§ Your objective
As an exercise, transcribe the data below in full and exactly, omitting pictures.

Records from a data collection:
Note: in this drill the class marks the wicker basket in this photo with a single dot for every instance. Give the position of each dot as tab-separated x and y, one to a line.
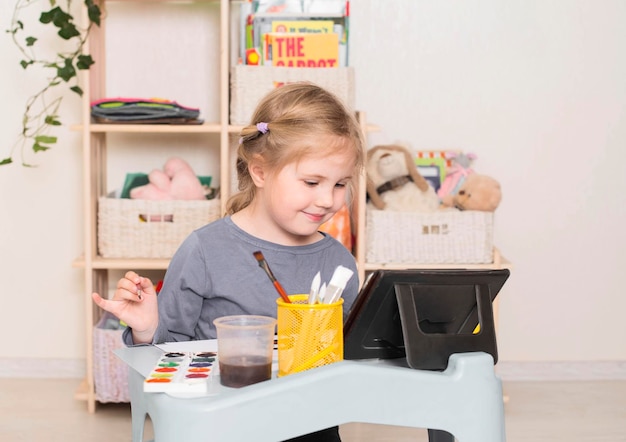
110	373
129	228
446	237
248	84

§ Written response
Note: in this drill the class marks the wicker basket in this photo with a single dot for every instance. Give the position of each dot as tab-separated x and y, one to a line.
110	373
129	228
446	237
248	84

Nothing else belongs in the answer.